-- Start of Record extracts --

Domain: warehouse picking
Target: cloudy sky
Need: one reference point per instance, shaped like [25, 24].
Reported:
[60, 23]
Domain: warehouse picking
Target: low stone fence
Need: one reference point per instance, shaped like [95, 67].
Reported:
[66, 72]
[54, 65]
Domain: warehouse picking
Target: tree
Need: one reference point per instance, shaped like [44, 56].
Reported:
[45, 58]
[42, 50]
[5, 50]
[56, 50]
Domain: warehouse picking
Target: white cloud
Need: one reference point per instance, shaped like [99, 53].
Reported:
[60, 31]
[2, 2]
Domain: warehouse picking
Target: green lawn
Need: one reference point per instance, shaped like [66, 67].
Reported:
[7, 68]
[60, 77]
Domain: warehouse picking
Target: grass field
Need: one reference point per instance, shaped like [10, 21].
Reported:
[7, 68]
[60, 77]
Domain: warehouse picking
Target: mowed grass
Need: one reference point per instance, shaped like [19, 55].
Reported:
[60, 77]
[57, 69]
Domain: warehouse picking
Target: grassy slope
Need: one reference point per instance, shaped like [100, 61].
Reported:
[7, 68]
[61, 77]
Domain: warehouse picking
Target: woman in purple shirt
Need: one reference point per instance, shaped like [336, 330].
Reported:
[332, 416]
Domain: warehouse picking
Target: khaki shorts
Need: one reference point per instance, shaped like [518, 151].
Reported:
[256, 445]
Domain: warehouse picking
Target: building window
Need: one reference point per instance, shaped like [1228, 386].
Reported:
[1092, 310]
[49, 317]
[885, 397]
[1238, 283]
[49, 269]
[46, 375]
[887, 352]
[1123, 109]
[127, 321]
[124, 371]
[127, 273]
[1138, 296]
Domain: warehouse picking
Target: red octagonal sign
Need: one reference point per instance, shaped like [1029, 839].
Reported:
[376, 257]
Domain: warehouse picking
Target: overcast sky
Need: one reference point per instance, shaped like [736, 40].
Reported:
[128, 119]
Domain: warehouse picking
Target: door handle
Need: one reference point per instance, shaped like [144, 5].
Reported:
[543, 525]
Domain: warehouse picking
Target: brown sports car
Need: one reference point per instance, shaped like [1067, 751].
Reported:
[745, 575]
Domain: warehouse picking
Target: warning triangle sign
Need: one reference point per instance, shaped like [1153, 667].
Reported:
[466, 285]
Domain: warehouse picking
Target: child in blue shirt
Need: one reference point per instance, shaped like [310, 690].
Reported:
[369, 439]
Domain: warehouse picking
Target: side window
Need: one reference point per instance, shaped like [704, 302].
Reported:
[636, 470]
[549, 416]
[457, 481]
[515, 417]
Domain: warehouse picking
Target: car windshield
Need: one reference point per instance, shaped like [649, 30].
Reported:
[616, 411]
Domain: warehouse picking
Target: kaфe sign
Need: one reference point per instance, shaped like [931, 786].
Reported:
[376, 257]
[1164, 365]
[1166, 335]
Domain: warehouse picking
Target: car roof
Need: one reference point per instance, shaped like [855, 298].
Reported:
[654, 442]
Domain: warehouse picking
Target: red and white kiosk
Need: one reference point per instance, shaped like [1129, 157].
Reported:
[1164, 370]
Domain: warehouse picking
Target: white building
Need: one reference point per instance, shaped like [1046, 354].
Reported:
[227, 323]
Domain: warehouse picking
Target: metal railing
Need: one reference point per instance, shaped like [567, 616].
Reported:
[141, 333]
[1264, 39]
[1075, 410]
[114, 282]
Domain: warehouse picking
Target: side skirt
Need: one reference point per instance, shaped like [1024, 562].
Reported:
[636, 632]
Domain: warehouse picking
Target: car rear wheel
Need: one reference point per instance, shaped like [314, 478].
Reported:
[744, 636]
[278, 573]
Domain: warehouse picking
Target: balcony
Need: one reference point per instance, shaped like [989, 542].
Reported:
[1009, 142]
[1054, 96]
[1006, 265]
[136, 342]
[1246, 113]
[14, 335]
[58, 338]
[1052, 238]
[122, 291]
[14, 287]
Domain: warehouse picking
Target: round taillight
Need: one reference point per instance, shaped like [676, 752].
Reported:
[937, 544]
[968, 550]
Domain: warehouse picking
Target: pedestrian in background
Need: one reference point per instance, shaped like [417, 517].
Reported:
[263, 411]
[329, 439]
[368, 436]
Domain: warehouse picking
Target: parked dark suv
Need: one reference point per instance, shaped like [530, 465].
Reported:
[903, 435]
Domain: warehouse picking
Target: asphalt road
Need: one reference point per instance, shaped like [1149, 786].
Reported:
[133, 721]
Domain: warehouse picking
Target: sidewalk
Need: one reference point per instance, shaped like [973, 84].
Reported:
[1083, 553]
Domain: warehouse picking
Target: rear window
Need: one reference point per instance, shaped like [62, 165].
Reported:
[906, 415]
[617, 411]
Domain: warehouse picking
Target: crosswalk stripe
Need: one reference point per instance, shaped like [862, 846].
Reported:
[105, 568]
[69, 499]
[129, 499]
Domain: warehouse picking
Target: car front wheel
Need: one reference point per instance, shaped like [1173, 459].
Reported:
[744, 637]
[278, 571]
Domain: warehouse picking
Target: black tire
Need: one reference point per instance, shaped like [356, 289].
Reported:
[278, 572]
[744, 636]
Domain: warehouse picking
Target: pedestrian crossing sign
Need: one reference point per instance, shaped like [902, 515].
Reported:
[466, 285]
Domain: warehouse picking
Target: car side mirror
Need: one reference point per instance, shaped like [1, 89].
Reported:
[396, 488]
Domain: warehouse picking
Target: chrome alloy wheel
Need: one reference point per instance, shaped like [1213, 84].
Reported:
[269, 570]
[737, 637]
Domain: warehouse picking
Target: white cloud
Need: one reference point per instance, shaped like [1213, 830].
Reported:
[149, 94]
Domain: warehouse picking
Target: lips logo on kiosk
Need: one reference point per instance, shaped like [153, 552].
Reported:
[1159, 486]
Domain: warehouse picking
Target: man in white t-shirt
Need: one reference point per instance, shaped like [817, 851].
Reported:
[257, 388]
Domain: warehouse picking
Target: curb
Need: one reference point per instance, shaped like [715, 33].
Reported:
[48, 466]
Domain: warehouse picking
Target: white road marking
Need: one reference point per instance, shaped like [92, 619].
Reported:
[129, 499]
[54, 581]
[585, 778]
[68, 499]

-- End of Record extracts --

_What to work on_. Pull out every line of the data above that contains the string "kiosk". Case matters, so match capitalization precisely.

_Output for this task_.
Target: red and white kiosk
Target: lips logo on kiosk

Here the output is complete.